=== Task brief ===
Every line of the data below that holds the string "hair" needs to be reported.

•••

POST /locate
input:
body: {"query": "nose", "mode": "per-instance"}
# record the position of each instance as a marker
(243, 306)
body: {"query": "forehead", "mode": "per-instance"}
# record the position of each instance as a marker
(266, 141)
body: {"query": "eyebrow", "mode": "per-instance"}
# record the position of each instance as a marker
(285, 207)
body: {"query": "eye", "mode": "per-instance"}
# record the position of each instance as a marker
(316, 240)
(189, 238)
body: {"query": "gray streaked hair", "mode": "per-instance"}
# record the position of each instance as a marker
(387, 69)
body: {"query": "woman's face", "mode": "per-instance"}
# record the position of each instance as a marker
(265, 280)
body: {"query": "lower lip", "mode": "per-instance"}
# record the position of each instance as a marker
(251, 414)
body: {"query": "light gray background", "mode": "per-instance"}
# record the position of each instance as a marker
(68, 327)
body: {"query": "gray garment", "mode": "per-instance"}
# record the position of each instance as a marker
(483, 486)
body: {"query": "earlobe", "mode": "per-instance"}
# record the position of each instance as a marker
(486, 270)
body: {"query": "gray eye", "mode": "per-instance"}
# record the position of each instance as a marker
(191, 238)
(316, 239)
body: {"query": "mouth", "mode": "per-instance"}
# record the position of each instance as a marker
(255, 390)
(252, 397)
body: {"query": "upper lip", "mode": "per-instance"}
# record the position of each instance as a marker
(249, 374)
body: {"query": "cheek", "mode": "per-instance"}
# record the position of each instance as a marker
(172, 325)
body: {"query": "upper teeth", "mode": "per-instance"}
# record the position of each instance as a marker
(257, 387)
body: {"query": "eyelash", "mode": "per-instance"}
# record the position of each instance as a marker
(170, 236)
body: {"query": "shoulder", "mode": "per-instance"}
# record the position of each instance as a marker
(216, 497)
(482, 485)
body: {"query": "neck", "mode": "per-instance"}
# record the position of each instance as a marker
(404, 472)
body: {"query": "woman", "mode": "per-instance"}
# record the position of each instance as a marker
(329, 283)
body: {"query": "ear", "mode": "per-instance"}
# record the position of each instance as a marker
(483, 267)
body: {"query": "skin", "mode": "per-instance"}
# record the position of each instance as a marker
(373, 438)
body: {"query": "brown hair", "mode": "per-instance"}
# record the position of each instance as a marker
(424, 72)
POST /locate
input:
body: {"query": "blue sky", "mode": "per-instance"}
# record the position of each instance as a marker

•••

=== Solution to this task ===
body: {"query": "gray streaked hair", "mode": "per-instance"}
body: {"query": "brown hair", "mode": "per-instance"}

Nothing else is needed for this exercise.